Source passage
BEGIN
= (n-p) reaction =

Nuclear reaction

The (n-p) reaction, or (n,p) reaction, is an example of a nuclear reaction. It is the reaction which occurs when a neutron enters a nucleus and a proton leaves the nucleus simultaneously.

For example, sulfur-32 (^{32}S) undergoes an (n,p) nuclear reaction when bombarded with neutrons, thus forming phosphorus-32 (^{32}P).

The nuclide nitrogen-14 (^{14}N) can also undergo an (n,p) nuclear reaction to produce carbon-14 (^{14}C). This nuclear reaction ^{14}N (n,p) ^{14}C continually happens in the Earth's atmosphere, forming equilibrium amounts of the radionuclide ^{14}C.
END
Problems to work on
a – List every nuclide that the passage on the (n,p) reaction names.
b – Extend the passage on the (n,p) nuclear reaction past its final sentence.

Records provided
BEGIN
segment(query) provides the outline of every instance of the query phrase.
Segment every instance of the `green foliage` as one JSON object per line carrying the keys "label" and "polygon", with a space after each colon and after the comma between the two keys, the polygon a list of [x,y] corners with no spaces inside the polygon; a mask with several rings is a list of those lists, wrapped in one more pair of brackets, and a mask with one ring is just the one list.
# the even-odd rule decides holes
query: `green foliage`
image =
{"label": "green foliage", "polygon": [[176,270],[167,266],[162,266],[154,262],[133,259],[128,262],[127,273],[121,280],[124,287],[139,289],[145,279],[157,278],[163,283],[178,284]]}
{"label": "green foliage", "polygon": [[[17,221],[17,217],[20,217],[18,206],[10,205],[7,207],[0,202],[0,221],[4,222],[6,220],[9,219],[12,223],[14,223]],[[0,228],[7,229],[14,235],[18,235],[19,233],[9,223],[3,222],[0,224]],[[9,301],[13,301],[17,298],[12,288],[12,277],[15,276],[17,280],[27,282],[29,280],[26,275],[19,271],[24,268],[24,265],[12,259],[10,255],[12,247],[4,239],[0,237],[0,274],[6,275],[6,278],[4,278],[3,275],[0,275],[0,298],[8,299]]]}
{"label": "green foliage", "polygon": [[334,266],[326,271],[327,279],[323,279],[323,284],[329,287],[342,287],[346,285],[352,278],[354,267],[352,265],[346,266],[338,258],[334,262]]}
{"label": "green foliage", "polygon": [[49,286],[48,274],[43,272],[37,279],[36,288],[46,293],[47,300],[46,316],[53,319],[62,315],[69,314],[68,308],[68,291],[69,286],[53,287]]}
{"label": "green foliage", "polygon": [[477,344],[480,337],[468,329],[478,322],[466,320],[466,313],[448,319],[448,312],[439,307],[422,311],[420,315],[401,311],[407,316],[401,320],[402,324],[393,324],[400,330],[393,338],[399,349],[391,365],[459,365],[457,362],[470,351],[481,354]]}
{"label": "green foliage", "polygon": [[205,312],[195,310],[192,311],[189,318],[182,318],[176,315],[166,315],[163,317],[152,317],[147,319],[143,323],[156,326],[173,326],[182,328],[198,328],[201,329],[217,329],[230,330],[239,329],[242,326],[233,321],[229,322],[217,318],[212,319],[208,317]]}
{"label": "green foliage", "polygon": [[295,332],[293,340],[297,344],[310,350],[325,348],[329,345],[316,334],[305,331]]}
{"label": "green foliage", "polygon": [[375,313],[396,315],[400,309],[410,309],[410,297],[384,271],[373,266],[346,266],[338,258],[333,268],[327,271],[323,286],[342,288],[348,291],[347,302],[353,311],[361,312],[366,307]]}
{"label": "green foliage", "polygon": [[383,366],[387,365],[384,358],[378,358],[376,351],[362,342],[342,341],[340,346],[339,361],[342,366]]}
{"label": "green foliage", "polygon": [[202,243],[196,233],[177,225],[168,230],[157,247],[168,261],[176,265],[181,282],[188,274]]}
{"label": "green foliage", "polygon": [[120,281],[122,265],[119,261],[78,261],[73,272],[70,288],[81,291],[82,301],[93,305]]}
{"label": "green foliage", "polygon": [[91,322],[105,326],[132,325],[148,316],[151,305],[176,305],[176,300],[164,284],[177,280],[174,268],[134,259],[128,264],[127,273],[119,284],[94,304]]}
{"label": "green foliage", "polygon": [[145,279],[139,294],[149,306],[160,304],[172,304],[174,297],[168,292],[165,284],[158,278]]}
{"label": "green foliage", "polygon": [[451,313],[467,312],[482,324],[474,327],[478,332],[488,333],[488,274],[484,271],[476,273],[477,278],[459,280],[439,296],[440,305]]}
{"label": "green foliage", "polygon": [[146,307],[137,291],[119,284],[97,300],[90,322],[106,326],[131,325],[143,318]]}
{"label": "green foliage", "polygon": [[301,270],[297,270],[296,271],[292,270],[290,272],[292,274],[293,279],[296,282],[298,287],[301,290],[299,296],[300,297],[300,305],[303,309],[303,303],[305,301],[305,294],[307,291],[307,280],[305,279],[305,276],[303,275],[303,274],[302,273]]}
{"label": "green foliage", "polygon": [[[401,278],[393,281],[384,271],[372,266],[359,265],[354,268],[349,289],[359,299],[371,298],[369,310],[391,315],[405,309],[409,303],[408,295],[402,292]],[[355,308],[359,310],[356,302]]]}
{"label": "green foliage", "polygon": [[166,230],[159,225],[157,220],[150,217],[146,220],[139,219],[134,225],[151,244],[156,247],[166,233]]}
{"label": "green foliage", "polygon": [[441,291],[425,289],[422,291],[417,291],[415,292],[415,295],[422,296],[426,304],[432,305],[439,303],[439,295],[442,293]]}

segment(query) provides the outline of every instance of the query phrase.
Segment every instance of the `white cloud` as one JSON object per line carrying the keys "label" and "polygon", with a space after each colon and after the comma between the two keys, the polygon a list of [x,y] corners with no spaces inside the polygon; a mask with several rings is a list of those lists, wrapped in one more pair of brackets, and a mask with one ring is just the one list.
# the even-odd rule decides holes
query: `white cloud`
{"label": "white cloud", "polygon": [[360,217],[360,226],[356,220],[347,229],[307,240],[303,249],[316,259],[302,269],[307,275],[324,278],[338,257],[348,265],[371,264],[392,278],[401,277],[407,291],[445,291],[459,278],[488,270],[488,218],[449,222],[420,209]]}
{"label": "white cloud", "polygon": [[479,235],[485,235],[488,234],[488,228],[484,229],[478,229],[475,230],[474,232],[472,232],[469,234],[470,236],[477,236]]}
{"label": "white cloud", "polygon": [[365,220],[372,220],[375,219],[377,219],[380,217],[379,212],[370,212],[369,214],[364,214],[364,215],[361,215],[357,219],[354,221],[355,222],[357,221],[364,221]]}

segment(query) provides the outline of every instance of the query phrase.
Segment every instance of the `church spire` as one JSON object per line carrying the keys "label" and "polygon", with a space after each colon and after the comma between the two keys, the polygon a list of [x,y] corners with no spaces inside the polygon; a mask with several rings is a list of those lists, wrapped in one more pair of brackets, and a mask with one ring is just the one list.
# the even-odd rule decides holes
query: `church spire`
END
Results of the tasks
a – sulfur-32, phosphorus-32, nitrogen-14, carbon-14

b –
Most (n,p) reactions have threshold neutron energies below which the reaction cannot take place as a result of the charged particle in the exit channel requiring energy (usually more than a MeV) to overcome the Coulomb barrier experienced by the emitted proton. The (n,p) nuclear reaction ^{14}N (n,p) ^{14}C is an exception to this rule – it can take place at all incident neutron energies. The ^{14}N (n,p) ^{14}C nuclear reaction is responsible for most of the radiation dose delivered to the human body by thermal neutrons – these thermal neutrons are absorbed by the nitrogen ^{14}N in proteins, causing a proton to be emitted; the emitted proton deposits its kinetic energy over a very short distance in the body tissue, thereby depositing radiation dose.